- The problem
Write the data out again exactly, dropping any images it holds.

──────── Exercise inputs ────────

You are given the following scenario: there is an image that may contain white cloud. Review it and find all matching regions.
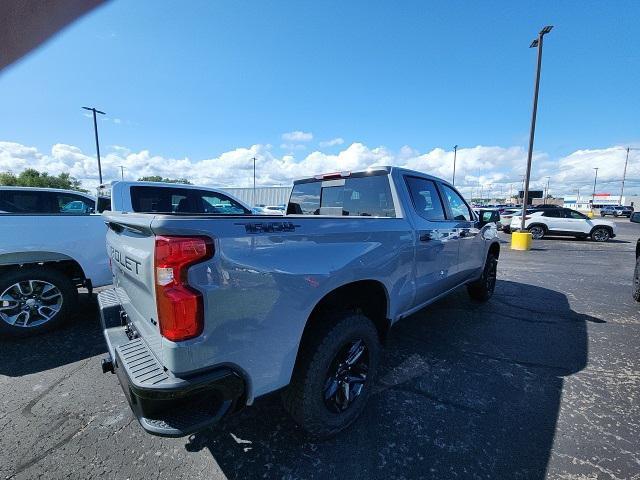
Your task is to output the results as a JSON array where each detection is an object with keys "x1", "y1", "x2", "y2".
[
  {"x1": 0, "y1": 142, "x2": 640, "y2": 196},
  {"x1": 280, "y1": 143, "x2": 307, "y2": 152},
  {"x1": 318, "y1": 137, "x2": 344, "y2": 147},
  {"x1": 282, "y1": 130, "x2": 313, "y2": 142}
]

────────

- Solution for this problem
You are given the following scenario: there is an image that may contain white cloud. Review it and find all matching regions.
Your task is to output the results as a JSON array where each detection is an object with keys "x1", "y1", "x2", "y2".
[
  {"x1": 0, "y1": 142, "x2": 640, "y2": 196},
  {"x1": 280, "y1": 143, "x2": 307, "y2": 152},
  {"x1": 318, "y1": 137, "x2": 344, "y2": 147},
  {"x1": 282, "y1": 130, "x2": 313, "y2": 142}
]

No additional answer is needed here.